• _Passage provided_:
Adverse Interest Exception
The agent must have totally abandoned his principal's interest and be acting entirely for his own or another's purposes. It cannot be invoked merely because he has a conflict of interest or because he is not acting primarily for his principal (If BOTH corporation and employee benefitted= no adverse interest exception)
Ratification
1) Affirmance
2) Knowledge of Agents
Ratification
- The affirmance by a person of a prior act which did not bind him by which was done or professedly done on his account
- Requires: acceptance of the results of the act with an INTENT to ratify and with FULL KNOWLEDGE of all the MATERIAL circumstances
- K or other single transaction must be affirmed in its ENTIRETY in order to effect ratification
Principal AVOIDANCE of ratification
If at the time of affirmance, the purported principal is ignorant of material facts involved in the original transaction, and is unaware of his ignorance, he can thereafter AVOID the effect of the affirmance
Forgery is an example of ratification- always done on behalf of another
Unclear whether the agent must purport to act on principal's behalf for ratification to work
Knowledge required for ratification to work
ACTUAL knowledge is NOT required, probably need SOME knowledge of the material facts
Termination of Agency Relationships
- The revocation of the agent's authority does NOT become effective as between the principal and third persons until they (3rd persons) receive NOTICE of the termination
- Lingering Authority is a problem otherwise
Voluntary Terminations
- The principal may at any time revoke his consent to action on his behalf by the agent
- The authority of an agent to act of rate principal terminates when the principal "manifests" to the agent that the principal no longer consents, or when the agent has notice the principal no longer consents
- The agent may renounce the agent and withdraw his consent to act on behalf of the principal
Apparent Authority Termination
- Apparent authority ends when it is no longer reasonable for the third party with whom the agent deals to believe that the agent continues to act with actual authority
- Notification by publication usually not enough to stop lingering authority
Terminations by operation of LAW
1) Death
2) Statutory Responses
Death
- Principal is no longer a legal person but that's not a good argument (circular)- if it's coupled with an interest, they are a legal person again?

• _Dataset section_:
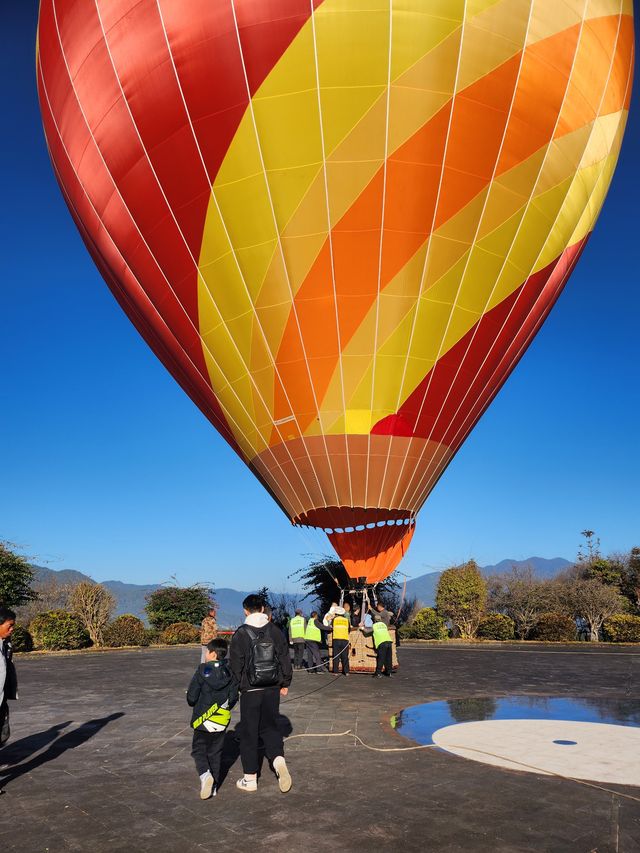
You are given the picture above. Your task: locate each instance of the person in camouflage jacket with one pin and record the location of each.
(208, 632)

• _Exercises to complete_:
1. Under the "Requires:" line on ratification, list each thing the agency law notes say ratification requires.
2. Using the agency law notes, decide whether each statement agrees with them. Answer yes or no, and quote the words that settle it.
(a) Actual knowledge of the material facts is required for ratification to work.
(b) The principal may revoke consent to the agent's actions at any time.
(c) Notification by publication is usually enough to stop lingering authority.
3. Rewrite the agency law notes' paragraph beginning "The agent must have totally abandoned" more briefly, keeping its main facts.

• _Set of answers_:
1.
- Acceptance of the results of the act
- An intent to ratify
- Full knowledge of all the material circumstances

2.
(a) No: "ACTUAL knowledge is NOT required"
(b) Yes: "The principal may at any time revoke his consent to action on his behalf by the agent"
(c) No: "Notification by publication usually not enough to stop lingering authority"

3. The exception applies only when the agent has completely abandoned the principal's interest and acts solely for personal or another's purposes. A conflict of interest, or not acting primarily for the principal, is not enough. If both the corporation and the employee benefited, the adverse interest exception does not apply.